Billy Packer, longtime NCAA basketball announcer, dies at 82
Announcer Billy Packer, who was called “the voice of the NCAA men’s basketball tournament” for decades, died Thursday, his son announced in a tweet. He was 82.
He broadcast NCAA games for CBS starting in the early 1980s.
“The Packer Family would like to share some sad news,” Mark Packer wrote. “Our amazing father, Billy, has passed. We take peace knowing that he’s in heaven with Barb. RIP, Billy.”
The cause was kidney failure, Mark Packer told the Associated Press. He said his father had been hospitalized in Charlotte, North Carolina, for the past three weeks with several medical issues.
Sean McManus, the chairman of CBS Sports, said Packer was “synonymous with college basketball for more than three decades and set the standard of excellence as the voice of the NCAA Men’s Basketball Tournament.”
“He had a tremendous impact on the growth and popularity of the sport,” McManus said in a statement. “In true Billy fashion, he analyzed the game with his own unique style, perspective and opinions, yet always kept the focus on the game. As passionate as he was about basketball, at his heart Billy was a family man. He leaves part of his legacy at CBS Sports, across college basketball and, most importantly, as a beloved husband, father and grandfather. He will be deeply missed by all.”
In 1988, Packer was inducted into the National Polish-American Sports Hall of Fame, whose website now reads, “Packer’s love for the game blossomed at Wake Forest University where he led the Deacons to two Atlantic Coast Conference titles and into the Final Four of the 1962 NCAA tournament. He scored a career 1,316 points.”
The Hall said Packer’s broadcasting career started in 1970 on high school football games. NBC hired him for the NCAA regional playoffs in 1975 and he began broadcasting NCAA games for CBS in the early 1980s.
Packer was also inducted into the North Carolina Sports Hall of Fame, the Wake Forest University Hall of Fame and he received the Curt Gowdy Award from the National Basketball Hall of Fame. In 1993, he earned the Sports Emmy Award for Outstanding Sport Personality/Analyst.

- Tasks to carry out:
[1] In the article on Billy Packer, what was the cause of his death?
[2] List every hall of fame that the article on Billy Packer says he was inducted into.
[3] Reproduce everything in the article on Billy Packer from "He broadcast NCAA" down to "several medical issues.".

- Given records:
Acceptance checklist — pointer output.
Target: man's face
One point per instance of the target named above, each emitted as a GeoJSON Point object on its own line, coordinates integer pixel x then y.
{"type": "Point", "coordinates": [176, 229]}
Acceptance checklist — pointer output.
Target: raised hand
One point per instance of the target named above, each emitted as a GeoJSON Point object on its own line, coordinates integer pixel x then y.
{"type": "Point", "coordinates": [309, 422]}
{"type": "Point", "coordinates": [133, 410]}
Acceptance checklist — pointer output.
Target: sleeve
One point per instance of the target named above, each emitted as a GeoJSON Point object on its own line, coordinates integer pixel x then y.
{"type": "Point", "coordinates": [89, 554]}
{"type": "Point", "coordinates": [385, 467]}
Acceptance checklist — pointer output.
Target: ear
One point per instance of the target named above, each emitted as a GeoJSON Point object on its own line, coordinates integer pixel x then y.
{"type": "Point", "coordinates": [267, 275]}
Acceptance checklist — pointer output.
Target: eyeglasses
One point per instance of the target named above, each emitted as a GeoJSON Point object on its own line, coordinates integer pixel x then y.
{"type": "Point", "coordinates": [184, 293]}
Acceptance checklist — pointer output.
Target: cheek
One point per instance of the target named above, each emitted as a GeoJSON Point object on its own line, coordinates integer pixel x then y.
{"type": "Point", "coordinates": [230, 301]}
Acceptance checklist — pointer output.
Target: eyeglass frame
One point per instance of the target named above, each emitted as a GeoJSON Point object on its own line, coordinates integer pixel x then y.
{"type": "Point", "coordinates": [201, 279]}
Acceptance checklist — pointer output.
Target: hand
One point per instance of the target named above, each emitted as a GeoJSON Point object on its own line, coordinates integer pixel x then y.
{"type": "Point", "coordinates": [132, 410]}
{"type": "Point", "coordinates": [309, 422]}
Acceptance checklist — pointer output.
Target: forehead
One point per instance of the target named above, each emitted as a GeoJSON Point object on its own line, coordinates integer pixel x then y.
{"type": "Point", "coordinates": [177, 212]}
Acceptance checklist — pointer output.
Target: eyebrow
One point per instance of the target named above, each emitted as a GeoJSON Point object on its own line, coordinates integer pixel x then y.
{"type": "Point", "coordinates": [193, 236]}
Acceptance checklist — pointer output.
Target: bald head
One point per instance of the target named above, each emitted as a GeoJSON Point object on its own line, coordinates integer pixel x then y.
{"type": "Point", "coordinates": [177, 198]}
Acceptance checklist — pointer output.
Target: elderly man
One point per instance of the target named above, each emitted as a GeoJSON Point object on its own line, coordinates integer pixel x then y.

- Answers by task:
[1] Kidney failure.

[2]
- National Polish-American Sports Hall of Fame
- North Carolina Sports Hall of Fame
- Wake Forest University Hall of Fame

[3]
He broadcast NCAA games for CBS starting in the early 1980s.
“The Packer Family would like to share some sad news,” Mark Packer wrote. “Our amazing father, Billy, has passed. We take peace knowing that he’s in heaven with Barb. RIP, Billy.”
The cause was kidney failure, Mark Packer told the Associated Press. He said his father had been hospitalized in Charlotte, North Carolina, for the past three weeks with several medical issues.